### Aufgaben
1. Gib den angezeigten Text von "Es gibt da tatsächlich" bis "letzte Frage beantwortet..." wieder und tausche dabei "Winedevs" gegen "Die Wine-Entwickler" aus.
2. Beantworte anhand des angezeigten Textes:
(a) Welche Gentoo-Bugnummer steht neben dem Zusatz „Missing glibc“?
(b) Welcher Eintrag soll laut franzf in die USE-Flags zu wine?
(c) Unter welcher Paketbezeichnung nennt Gladdle wine im letzten Beitrag?
3. Prüfe für jede Aussage, ob sie zum angezeigten Text passt. Antworte mit Ja oder Nein und zitiere die entscheidenden Worte.
(a) revdep-rebuild hat Ergebnisse geliefert.
(b) Der Fehler mit den missing glyph tritt nach dem Emergen weiterhin auf.
(c) Der Gentoo-Bugreport ist noch offen.

### Angezeigter Text
↓

Gentoo Bug Nummer 145322 (Missing glibc) ist es nicht.

Gentoo Bug Nummer 212715 verstehe ich nicht, media-gfx/fontforge-20080203 wird benötigt, diese scheint nicht mehr im Portage zu sein und die aktuellste Version habe ich aufgespielt.

revdep-rebuild ist schon ausgeführt, keine Ergebnisse.

Was kann es sonnst noch sein?

Nachtrag: 

LDFLAGS="" emerge -v fontforge wine

hat auch nichts gebracht wie hier beschrieben.Last edited by Gladdle on Sat Mar 13, 2010 2:22 pm; edited 1 time in total

----------

## franzf

Trag mal "threads" in die USE-Flags zu wine ein.

----------

## Gladdle

Hat funktioniert, vielen Dank! Aktuellste Version ist nun emerged, auch wenn der Fehler mit den missing glyph weiterhin auftritt!

----------

## franzf

Gut...

Das scheint dann ein Fehler direkt in Wine zu sein, dass dieser Part im Code threads verwendet ohne auf eine evtl. vom Buildsystem gesetzte Definition zu prüfen. Vllt. mal im wine-Bugtracker melden.

Aber hauptsache es funktioniert jetzt  :Smile: 

----------

## franzf

Es gibt da tatsächlich schon nen gentoo bugreport  :Wink: 

https://bugs.gentoo.org/show_bug.cgi?id=286560

Problem besteht auch mit vanilla-wine. Winedevs weigern sich den Fehler zu fixen, ebenso wollen sie die threads-Option nicht entfernen.

Leider ist der report geschlossen und keiner hat die letzte Frage beantwortet...

----------

## Gladdle

Und warum disablen die Gentoo Portage Admins nicht das Use Flag für das packet app-emulation/wine? Dann kann keiner mehr das Ding falsch installieren oder irre ich mich da? Oder wenigstens eine Message beim Fehler output.

----------

↑

### Gesammelte Daten
↓

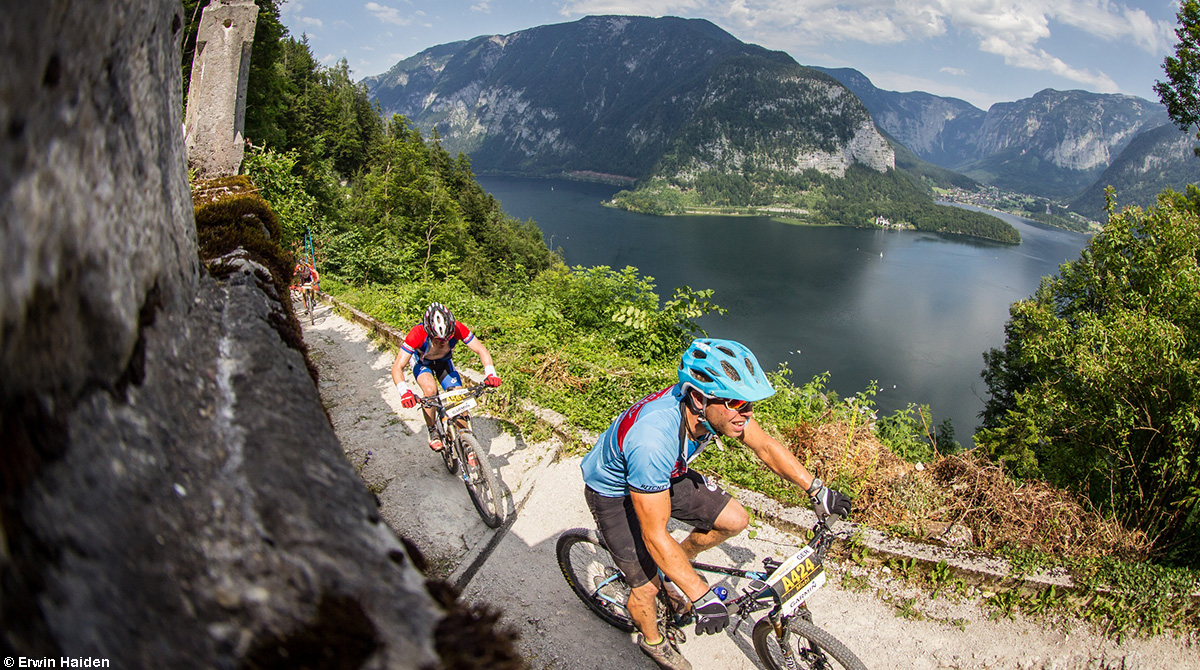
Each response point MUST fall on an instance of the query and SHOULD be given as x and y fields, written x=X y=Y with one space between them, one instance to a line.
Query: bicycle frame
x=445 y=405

↑

### Lösungen
1.
Es gibt da tatsächlich schon nen gentoo bugreport  :Wink: 

https://bugs.gentoo.org/show_bug.cgi?id=286560

Problem besteht auch mit vanilla-wine. Die Wine-Entwickler weigern sich den Fehler zu fixen, ebenso wollen sie die threads-Option nicht entfernen.

Leider ist der report geschlossen und keiner hat die letzte Frage beantwortet...

2.
(a) 145322
(b) „threads“
(c) app-emulation/wine

3.
(a) Nein: „revdep-rebuild ist schon ausgeführt, keine Ergebnisse.“
(b) Ja: „auch wenn der Fehler mit den missing glyph weiterhin auftritt!“
(c) Nein: „Leider ist der report geschlossen“